Permanenza in Egitto e fuga (Esodo: 1200 a.C.)
La Bibbia non ci dice nulla su un periodo molto lungo durante il quale gli Ebrei vivono in Egitto. Presenta solo gli avvenimenti degli ultimi decenni della loro permanenza, caratterizzata da lavori forzati imposti da un faraone. Mosè si mette alla guida degli Ebrei e li accompagna verso la regione di Canaan, la “Terra promessa” da Dio ad Abramo ed abitata da molte popolazioni di etnìe diverse.

Occupazione della terra promessa (1200-1050 a.C.)
Sotto la guida di Giosuè gli Ebrei, che provengono da Est, incominciano a stabilirsi, divisi per tribù, tra le popolazioni locali. A volte sono accolti bene, spesso sono respinti e devono combattere con sorti alterne. È il periodo cosiddetto dei Giudici, capi militari e amministrativi per periodi limitati. Nello stesso periodo si verifica un’invasione da Ovest: sono i Popoli del mare che provengono dalle isole egee e che conosciamo con il nome di Filistei. Questi occupano la zona costiera (combattendo per conquistare il territorio), mentre gli Ebrei si stabiliscono sulla zona montagnosa.

Periodo della monarchia (1050-586 a.C.)
Per contrastare il predominio dei Filistei, gli Ebrei (che vivevano ancora divisi in tribù autonome) scelgono un governo monarchico unitario. Primo re è Saul. Gli succede Davide e quindi suo figlio Salomone. Alla morte di questo il regno si divide. Al nord si chiama Regno di Israele e al sud Regno di Giuda. I due regni hanno vita indipendente e a volte si combattono tra di loro. Nel 722 il Regno di Israele è conquistato dagli Assiri e diventa una provincia del grande impero. Sopravvive il Regno di Giuda che ha sempre come capitale Gerusalemme e dove i re appartengono (per via diretta o indiretta) alla dinastia iniziata da Davide. Intanto sulla scena internazionale all’Assiria è subentrato l’impero Neo-Babilonese il cui imperatore Nabucodonosor conquista Gerusalemme una prima volta nel 597 e poi nel 586 quando la distrugge completamente. Altri Ebrei vengono deportati a Babilonia. Inizia nel 597 il grande esilio babilonese, che avrà termine con l’Editto di Ciro nel 539 a.C.

Esilio a Babilonia (597-539 a.C.)
- - - -
__Obiettivo del compito__. Trascrivi parola per parola la parte del brano sulla storia antica degli Ebrei che comincia con “La Bibbia non” e prosegue fino a “di etnìe diverse.”.

__Materiale di partenza__.
- - - -
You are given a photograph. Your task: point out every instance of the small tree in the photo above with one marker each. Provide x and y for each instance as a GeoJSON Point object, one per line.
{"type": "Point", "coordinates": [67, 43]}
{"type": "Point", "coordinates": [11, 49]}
- - - -
__Risposta al compito__.
La Bibbia non ci dice nulla su un periodo molto lungo durante il quale gli Ebrei vivono in Egitto. Presenta solo gli avvenimenti degli ultimi decenni della loro permanenza, caratterizzata da lavori forzati imposti da un faraone. Mosè si mette alla guida degli Ebrei e li accompagna verso la regione di Canaan, la “Terra promessa” da Dio ad Abramo ed abitata da molte popolazioni di etnìe diverse.